# [Excerpt provided]
* START *
Balsamic-roasted brussels sprouts

This balsamic-roasted brussels sprouts recipe is designed to deliver deeply caramelized, tender, flavorful sprouts—and it couldn’t be easier to throw together. It all comes down to a few smart moves and a simple sweet-and-savory sauce that transforms into a delicious balsamic glaze once oven roasted.

Avoid washing your sprouts to prevent waterlogging and sogginess, and to maximize their crispy potential. Instead, discard any blemished outer leaves before halving (or quartering, if those tiny cabbages are large). Using a preheated sheet pan speeds up roasting and cuts down the overall cooking time, resulting in brussels sprouts that are nicely golden brown and not mushy. Just make sure you add them (carefully!) to the hot baking sheet, arranging them flat side down and in a single layer so they don’t crowd and steam up instead. Balsamic vinegars vary widely in acidity and sweetness depending on the brand and quality, so start by adding 1 Tbsp. honey (or maple syrup to keep it vegan) and taste before adding more.

Serve this easy side dish along with other veggies, like roasted sweet potatoes and green beans for any casual weeknight. If you’re looking for other ways to eat your sprouts, try these just-as-easy recipes for air fryer or roasted brussels sprouts, which you can gussy up with toppings of your choice. (How does grated Parmesan or crumbled feta sound?) For something a bit more out of the box, try these brussels sprouts tacos or this raw, shaved brussels sprout salad.
* END *
# [Dataset records]
* START *
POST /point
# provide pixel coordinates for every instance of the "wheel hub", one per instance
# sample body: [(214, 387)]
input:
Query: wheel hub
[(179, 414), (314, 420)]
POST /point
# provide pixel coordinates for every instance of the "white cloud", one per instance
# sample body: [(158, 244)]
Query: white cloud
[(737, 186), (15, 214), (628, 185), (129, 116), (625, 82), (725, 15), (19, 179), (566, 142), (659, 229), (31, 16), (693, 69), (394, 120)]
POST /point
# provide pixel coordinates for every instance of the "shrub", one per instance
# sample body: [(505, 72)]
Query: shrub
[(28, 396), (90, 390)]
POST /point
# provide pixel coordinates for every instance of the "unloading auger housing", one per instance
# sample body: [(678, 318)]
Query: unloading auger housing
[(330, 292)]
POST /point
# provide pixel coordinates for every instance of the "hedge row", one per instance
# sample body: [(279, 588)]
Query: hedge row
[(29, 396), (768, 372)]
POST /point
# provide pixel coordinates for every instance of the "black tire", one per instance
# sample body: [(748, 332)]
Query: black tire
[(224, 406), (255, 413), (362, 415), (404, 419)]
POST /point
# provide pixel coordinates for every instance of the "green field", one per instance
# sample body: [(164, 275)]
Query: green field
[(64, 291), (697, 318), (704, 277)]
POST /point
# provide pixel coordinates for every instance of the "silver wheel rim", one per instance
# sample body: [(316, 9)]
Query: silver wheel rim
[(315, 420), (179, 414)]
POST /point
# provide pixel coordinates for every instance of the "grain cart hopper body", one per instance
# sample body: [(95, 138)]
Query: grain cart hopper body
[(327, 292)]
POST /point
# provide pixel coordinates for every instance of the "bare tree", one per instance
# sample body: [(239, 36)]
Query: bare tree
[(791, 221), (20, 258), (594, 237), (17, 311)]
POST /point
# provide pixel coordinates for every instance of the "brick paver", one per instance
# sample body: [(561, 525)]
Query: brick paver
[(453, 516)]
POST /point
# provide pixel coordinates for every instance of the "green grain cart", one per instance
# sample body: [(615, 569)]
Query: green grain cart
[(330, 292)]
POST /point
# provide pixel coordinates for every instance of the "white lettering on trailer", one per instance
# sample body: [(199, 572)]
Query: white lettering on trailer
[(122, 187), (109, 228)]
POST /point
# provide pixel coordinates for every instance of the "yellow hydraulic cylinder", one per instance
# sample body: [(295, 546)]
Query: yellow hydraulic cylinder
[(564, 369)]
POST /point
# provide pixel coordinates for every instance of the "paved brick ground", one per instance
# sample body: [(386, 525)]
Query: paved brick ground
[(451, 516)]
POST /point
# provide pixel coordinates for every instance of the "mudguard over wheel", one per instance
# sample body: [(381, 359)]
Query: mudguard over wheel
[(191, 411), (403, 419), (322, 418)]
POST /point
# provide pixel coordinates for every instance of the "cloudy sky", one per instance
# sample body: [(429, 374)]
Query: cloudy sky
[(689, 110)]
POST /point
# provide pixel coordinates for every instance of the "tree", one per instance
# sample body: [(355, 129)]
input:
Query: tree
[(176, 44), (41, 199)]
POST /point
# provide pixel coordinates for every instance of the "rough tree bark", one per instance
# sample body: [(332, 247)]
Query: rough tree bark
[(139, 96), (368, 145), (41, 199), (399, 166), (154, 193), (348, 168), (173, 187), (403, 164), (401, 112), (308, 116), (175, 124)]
* END *
# [Short exercise 1]
According to the brussels sprouts recipe, what can replace the honey to keep the dish vegan?
# [Short exercise 2]
Retype the passage of the brussels sprouts recipe from "This balsamic-roasted brussels" to "once oven roasted.".

# [Answer 1]
Maple syrup.

# [Answer 2]
This balsamic-roasted brussels sprouts recipe is designed to deliver deeply caramelized, tender, flavorful sprouts—and it couldn’t be easier to throw together. It all comes down to a few smart moves and a simple sweet-and-savory sauce that transforms into a delicious balsamic glaze once oven roasted.